- **GIVEN INSTRUCTION**: Transcribe the portion of the library book club blog between "Ten months after" and "Maribyrnong City Council.", inclusive.

Welcome to the Maribyrnong Library Book Club

Love to read? Love sharing your ideas about books and writing? Then you've come to the right place.

This blog is an extension of our book groups which we welcome you to attend on the first Tuesday of each month.

Contact Maureen on 9688 0290 for more information.

Thursday, August 30, 2012

Ready Player One – Ernest Cline

In a near future dystopia, an energy crisis has reduced the quality of living to the point where many people spend a great deal of their time in a simulated virtual reality world named OASIS.  OASIS was designed and owned primarily by James Halliday, now the richest man in the world, but with no heirs upon his death, Halliday instead leaves a public video will in which he states that the first person to find 3 keys that unlock 3 hidden gates within OASIS will inherit his fortune.  However, Halliday was obsessed with the 80’s and the quests to find the keys reference obscure 80's pop culture prompting a worldwide resurgence of 80’s fashion, music and movies as people and corporations around the world attempt to solve the riddles Halliday left behind.

3 years later, after all but the most die-hard contestants have written Halliday’s will off as a joke, Wade Owen Watts, or “Parzival”, discovers the first key, and suddenly the competition is on in earnest.

I love Ready Player One.  It’s the best book I’ve read this year, but reviewing it is more difficult for me than reading it, because I know that I’m very much the target audience.  Firstly, the book is very well written, characters are well drawn and the threat well established which gives the quest narrative weight.  And Ernest Cline knows his stuff.  Not just the 80’s pop culture references, but he understands the online world and the people who populate it.  He understands game systems and the games industry.  Recently we’ve seen a few attempts by other authors to write books that tap into this market, but this is the first one I’ve read that actually works as an engaging story.

Ten months after Ready Player One was released, Cline revealed that the book itself contains the first of a series of puzzles for readers.  The competition’s prize will be a fully kitted out DeLorean, if you don’t know what a DeLorean is, this might not be the novel for you.  If you do, I urge you to read this book.

The opinions posted here are my own and not those of Maribyrnong City Council.

Michael Lay

Friday, August 24, 2012

The Handmaid’s Tale – Margaret Atwood

The Handmaid’s Tale tells the story of Offred, one of the few fertile women left in the Republic of Gilead, a totalitarian, patriarchal theocracy that overthrew the old United States of America by assassinating most of congress and blaming it on Islamic extremists.  Women have lost almost all their rights under the new regime and Offred’s only choice for her future is a slow death working in irradiated lands, suicide, or prove she is fertile by living as a surrogate mother for the wife of one of the powerful new commanders.

- **INFORMATION GIVEN**:

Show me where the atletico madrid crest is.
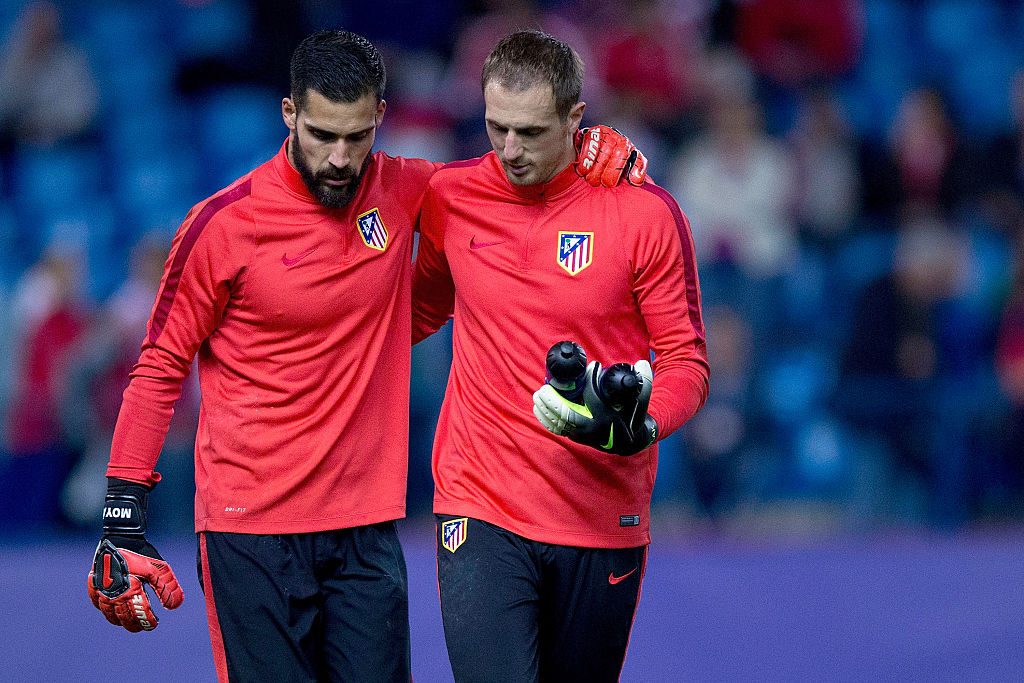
[558,230,594,275]
[441,517,469,553]
[355,207,387,251]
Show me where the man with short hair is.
[414,31,709,683]
[88,26,629,682]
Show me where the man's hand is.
[534,360,657,456]
[88,478,184,633]
[575,126,647,187]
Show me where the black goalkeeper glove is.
[534,360,657,456]
[88,477,184,633]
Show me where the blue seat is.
[12,146,103,211]
[171,0,253,59]
[196,86,288,189]
[115,151,202,215]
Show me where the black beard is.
[290,131,370,209]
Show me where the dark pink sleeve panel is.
[633,183,711,437]
[413,183,455,344]
[106,179,253,485]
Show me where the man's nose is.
[505,131,522,161]
[327,141,351,168]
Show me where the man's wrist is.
[103,477,150,537]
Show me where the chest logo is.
[558,230,594,275]
[441,517,469,553]
[355,207,388,251]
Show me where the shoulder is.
[595,178,689,224]
[371,152,441,189]
[429,152,495,194]
[182,171,256,241]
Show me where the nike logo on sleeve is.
[281,247,316,267]
[469,236,505,251]
[608,567,637,586]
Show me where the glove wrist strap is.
[103,479,150,537]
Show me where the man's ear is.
[568,101,587,137]
[281,97,299,131]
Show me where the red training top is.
[413,153,709,548]
[106,140,436,533]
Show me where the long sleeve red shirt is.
[108,140,436,533]
[413,153,709,548]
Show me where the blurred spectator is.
[669,80,798,280]
[59,236,199,531]
[0,2,97,148]
[837,217,968,519]
[863,88,982,217]
[0,248,87,524]
[591,0,700,130]
[736,0,863,86]
[445,0,598,159]
[790,89,860,243]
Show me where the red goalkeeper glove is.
[88,478,184,633]
[574,126,647,187]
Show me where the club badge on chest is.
[355,207,388,251]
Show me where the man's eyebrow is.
[306,121,377,137]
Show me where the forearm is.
[647,359,710,439]
[106,348,189,486]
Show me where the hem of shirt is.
[196,505,406,533]
[434,499,650,548]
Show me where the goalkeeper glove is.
[88,478,184,633]
[534,360,657,456]
[574,126,647,187]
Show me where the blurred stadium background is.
[0,0,1024,681]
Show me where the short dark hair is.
[292,31,387,110]
[480,30,583,119]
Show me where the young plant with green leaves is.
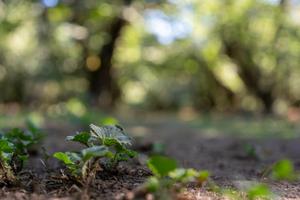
[144,155,209,199]
[0,122,44,183]
[53,124,136,182]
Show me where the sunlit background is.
[0,0,300,126]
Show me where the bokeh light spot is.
[86,55,101,72]
[42,0,58,7]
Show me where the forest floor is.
[0,111,300,199]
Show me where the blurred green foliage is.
[0,0,300,115]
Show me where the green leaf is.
[90,124,131,145]
[53,152,75,165]
[169,168,198,183]
[147,156,177,177]
[81,146,108,161]
[0,139,14,153]
[66,132,91,146]
[272,159,295,180]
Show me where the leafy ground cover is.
[1,111,300,199]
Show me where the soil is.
[0,116,300,200]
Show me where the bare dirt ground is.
[0,115,300,199]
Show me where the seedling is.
[0,123,43,183]
[247,184,272,200]
[53,124,136,182]
[144,156,209,199]
[271,159,297,181]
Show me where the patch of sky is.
[144,10,192,45]
[41,0,58,7]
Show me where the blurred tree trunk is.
[89,17,126,106]
[192,55,235,110]
[221,0,289,113]
[223,41,275,113]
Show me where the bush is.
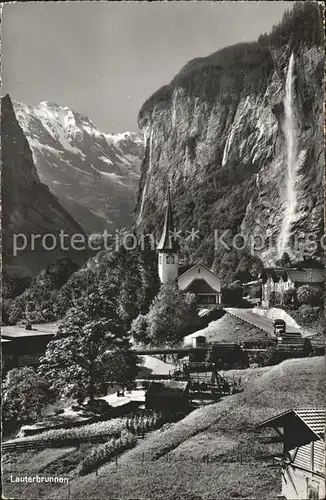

- **THE COMPLETED TASK**:
Ten months after Ready Player One was released, Cline revealed that the book itself contains the first of a series of puzzles for readers.  The competition’s prize will be a fully kitted out DeLorean, if you don’t know what a DeLorean is, this might not be the novel for you.  If you do, I urge you to read this book.

The opinions posted here are my own and not those of Maribyrnong City Council.